Listed records:
*****
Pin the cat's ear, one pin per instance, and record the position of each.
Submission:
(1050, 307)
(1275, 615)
*****
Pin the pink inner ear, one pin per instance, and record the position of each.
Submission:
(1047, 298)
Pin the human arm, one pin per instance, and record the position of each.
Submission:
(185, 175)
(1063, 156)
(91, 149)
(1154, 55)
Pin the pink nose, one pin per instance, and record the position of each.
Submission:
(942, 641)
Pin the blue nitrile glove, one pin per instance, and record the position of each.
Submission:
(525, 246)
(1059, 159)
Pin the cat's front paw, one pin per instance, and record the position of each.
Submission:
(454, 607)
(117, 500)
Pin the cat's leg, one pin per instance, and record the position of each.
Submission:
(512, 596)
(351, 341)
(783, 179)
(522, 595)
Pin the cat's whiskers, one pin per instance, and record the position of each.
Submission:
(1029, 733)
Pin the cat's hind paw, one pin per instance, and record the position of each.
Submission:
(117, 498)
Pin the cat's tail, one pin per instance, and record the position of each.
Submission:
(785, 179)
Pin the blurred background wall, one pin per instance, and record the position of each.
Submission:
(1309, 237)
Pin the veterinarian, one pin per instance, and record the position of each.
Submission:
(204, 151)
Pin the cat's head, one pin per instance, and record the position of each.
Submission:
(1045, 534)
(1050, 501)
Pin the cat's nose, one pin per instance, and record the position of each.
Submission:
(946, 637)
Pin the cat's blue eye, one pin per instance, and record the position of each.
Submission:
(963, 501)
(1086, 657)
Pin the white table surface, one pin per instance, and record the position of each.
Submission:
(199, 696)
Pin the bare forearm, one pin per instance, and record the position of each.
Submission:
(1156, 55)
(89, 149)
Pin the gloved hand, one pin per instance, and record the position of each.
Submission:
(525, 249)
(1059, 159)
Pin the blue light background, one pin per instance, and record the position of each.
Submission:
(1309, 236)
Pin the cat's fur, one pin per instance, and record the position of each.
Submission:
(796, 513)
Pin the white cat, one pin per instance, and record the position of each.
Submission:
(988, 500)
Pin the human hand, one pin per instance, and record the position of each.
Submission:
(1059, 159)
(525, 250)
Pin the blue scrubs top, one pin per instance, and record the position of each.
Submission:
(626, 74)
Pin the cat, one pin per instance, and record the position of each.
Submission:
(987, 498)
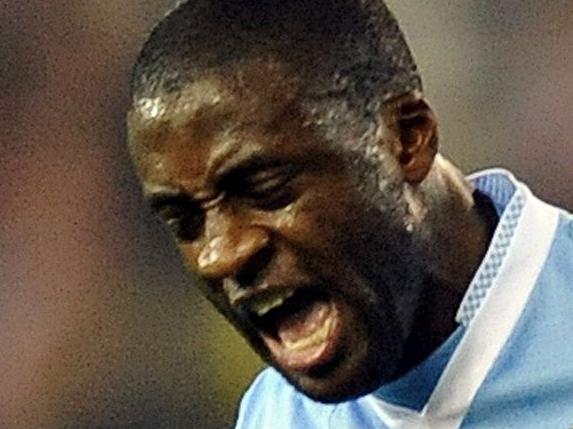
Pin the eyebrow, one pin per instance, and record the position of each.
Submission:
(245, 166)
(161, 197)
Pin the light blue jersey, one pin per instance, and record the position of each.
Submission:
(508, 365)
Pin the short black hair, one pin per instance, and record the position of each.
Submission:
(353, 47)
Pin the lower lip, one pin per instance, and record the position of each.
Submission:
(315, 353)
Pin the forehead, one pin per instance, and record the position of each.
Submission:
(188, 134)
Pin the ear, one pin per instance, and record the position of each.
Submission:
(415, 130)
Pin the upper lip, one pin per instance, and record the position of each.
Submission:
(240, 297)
*****
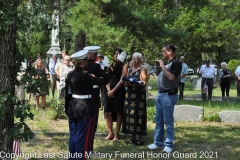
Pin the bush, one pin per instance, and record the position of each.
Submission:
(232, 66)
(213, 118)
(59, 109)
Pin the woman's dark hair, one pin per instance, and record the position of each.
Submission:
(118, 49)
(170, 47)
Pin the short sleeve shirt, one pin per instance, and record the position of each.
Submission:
*****
Write out every line of the preceding listing that contains "white".

Pin the white table surface, one pin per instance, and record the position of each.
Pin the white cat, one pin per instance, and record the position of each.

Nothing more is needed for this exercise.